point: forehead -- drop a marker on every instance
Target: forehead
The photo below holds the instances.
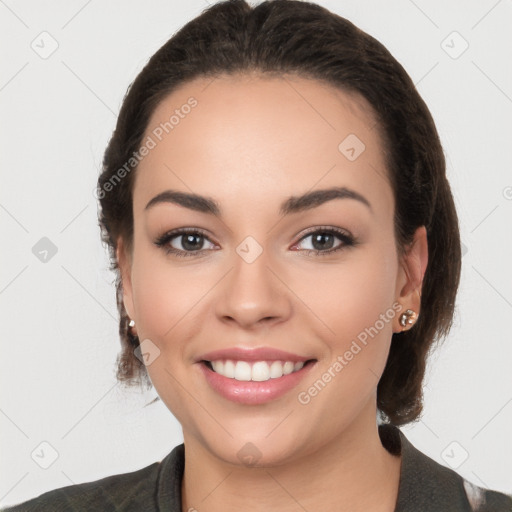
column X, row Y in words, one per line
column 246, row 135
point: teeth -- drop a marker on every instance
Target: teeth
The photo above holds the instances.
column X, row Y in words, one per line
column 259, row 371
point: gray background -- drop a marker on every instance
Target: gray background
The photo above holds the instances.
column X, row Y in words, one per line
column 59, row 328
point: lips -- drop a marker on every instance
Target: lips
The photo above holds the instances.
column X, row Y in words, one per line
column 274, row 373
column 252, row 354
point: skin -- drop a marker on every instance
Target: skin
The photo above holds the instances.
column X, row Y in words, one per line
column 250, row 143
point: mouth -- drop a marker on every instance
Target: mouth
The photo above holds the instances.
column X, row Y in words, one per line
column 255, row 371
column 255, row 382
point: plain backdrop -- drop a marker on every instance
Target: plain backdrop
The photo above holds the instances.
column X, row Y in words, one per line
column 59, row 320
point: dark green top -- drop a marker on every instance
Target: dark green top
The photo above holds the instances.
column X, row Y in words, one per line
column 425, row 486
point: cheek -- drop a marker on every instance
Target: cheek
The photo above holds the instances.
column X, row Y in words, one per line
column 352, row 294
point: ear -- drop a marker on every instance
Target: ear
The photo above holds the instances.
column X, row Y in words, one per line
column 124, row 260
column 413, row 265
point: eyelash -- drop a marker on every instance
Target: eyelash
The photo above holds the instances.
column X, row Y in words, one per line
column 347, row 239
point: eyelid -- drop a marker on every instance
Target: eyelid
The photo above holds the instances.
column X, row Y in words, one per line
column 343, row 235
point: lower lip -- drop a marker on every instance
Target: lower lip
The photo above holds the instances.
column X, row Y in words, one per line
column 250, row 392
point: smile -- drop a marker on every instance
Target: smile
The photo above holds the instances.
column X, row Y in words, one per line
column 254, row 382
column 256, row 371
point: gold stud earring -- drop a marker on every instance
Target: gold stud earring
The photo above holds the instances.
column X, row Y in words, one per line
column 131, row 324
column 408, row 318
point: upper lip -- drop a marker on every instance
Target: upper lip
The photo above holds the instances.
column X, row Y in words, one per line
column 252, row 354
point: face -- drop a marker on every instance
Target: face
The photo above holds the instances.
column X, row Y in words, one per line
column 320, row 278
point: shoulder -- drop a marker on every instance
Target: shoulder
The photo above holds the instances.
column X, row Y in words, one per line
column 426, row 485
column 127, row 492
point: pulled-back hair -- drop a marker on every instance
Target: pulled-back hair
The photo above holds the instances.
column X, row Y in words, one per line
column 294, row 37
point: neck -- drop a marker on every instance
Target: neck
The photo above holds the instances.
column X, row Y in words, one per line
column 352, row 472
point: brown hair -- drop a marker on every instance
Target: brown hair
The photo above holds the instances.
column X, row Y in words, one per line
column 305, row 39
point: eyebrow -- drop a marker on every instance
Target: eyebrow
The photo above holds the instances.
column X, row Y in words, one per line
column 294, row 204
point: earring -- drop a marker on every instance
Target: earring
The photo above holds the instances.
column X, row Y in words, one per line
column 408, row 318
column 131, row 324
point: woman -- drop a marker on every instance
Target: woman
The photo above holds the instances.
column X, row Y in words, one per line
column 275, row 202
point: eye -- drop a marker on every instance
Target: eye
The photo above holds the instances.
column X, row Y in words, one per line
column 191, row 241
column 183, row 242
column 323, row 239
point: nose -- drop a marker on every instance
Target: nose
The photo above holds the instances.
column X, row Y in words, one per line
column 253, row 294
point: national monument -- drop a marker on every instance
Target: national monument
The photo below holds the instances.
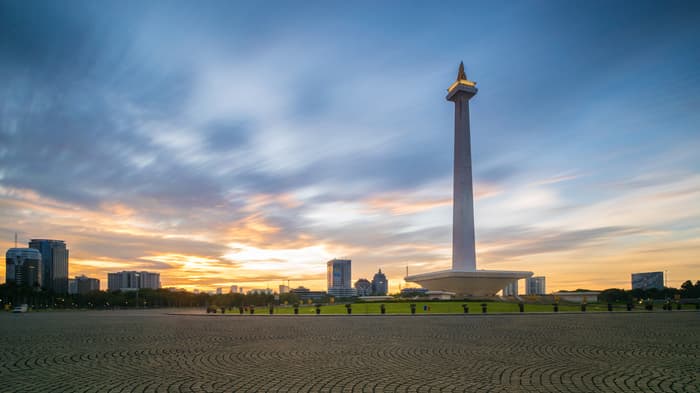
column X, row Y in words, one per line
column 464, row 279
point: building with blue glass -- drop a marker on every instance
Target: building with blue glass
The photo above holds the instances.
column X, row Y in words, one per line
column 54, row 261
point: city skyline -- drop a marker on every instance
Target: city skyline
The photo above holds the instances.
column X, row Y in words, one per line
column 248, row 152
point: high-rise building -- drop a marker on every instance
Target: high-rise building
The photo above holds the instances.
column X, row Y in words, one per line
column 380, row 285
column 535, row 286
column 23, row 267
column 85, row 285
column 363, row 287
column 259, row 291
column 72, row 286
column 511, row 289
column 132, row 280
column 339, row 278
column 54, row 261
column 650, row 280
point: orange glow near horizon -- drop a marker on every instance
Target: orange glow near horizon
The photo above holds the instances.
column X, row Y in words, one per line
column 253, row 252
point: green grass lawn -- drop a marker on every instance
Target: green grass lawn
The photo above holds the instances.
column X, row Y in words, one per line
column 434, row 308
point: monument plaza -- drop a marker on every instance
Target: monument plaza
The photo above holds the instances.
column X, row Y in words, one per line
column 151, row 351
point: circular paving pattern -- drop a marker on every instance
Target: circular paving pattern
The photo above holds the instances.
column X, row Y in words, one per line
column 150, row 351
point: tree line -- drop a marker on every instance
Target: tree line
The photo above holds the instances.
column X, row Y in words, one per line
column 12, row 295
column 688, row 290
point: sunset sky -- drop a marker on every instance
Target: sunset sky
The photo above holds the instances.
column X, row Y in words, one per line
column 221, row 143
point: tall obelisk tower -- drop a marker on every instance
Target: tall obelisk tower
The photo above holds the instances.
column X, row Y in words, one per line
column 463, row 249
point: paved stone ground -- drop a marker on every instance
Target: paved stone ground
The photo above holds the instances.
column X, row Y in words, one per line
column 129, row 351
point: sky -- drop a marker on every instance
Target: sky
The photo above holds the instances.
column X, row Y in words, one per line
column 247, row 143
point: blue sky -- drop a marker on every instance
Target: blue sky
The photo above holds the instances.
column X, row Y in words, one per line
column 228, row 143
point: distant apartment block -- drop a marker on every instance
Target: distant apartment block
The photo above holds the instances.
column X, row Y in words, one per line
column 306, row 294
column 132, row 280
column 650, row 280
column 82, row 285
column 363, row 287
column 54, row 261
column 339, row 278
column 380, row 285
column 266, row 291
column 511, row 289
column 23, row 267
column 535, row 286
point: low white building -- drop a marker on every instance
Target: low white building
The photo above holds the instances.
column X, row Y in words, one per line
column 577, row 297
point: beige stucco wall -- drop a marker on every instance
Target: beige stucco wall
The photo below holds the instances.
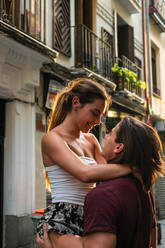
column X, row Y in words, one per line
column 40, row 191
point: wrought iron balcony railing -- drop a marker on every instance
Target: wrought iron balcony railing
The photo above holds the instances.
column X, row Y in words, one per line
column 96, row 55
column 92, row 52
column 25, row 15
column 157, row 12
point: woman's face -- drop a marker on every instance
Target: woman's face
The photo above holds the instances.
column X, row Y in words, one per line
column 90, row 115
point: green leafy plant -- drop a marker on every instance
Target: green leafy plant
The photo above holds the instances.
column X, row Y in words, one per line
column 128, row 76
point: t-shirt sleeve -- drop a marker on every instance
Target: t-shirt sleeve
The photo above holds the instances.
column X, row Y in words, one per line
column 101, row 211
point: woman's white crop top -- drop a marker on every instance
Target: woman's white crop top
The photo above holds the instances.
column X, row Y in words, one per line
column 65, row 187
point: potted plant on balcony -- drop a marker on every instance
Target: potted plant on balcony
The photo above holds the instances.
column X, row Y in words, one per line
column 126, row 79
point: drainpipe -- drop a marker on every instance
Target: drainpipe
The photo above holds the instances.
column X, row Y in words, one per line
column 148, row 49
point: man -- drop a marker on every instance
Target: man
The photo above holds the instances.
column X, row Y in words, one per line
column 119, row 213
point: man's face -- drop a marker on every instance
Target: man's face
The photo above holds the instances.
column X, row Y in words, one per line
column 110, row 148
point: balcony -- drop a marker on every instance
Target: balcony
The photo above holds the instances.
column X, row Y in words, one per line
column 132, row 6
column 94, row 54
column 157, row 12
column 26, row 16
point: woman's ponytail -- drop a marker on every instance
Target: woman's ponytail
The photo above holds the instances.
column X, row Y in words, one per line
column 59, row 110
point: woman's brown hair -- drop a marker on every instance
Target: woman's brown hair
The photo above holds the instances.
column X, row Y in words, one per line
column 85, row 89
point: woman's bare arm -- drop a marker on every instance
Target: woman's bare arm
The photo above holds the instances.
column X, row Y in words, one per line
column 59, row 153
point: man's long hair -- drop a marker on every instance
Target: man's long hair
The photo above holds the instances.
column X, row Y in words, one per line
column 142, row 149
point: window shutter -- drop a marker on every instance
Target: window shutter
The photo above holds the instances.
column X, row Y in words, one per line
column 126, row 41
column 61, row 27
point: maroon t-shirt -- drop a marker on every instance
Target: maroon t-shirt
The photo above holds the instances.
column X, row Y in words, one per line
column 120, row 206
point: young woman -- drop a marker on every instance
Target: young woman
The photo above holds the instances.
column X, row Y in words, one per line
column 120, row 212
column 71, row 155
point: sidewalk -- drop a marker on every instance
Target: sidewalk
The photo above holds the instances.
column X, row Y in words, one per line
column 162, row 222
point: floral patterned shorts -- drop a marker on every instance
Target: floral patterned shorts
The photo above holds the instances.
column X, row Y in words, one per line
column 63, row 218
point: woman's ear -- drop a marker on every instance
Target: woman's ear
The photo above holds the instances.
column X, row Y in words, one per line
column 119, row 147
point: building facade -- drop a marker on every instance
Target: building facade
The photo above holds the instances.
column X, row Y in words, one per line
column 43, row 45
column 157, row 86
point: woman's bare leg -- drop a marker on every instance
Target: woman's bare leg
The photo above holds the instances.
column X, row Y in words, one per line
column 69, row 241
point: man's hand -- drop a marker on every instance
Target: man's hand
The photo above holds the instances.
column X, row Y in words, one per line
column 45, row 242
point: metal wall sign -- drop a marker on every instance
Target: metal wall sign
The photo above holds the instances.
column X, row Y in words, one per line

Goal of the exercise: Output the records from the line containing "point: paved stone" through the line containing "column 247, row 143" as a two-column CSV with the headers record and answer. Give one row per record, and put each field in quotation marks with line breaks replaced by spaces.

Complete answer:
record,answer
"point: paved stone ground -- drop a marker on every instance Target: paved stone ground The photo above holds the instances. column X, row Y in words, one per line","column 129, row 351"
"point: sky -- drop a marker on every instance Target: sky The photo above holds the instances. column X, row Y in words, one per line","column 247, row 143"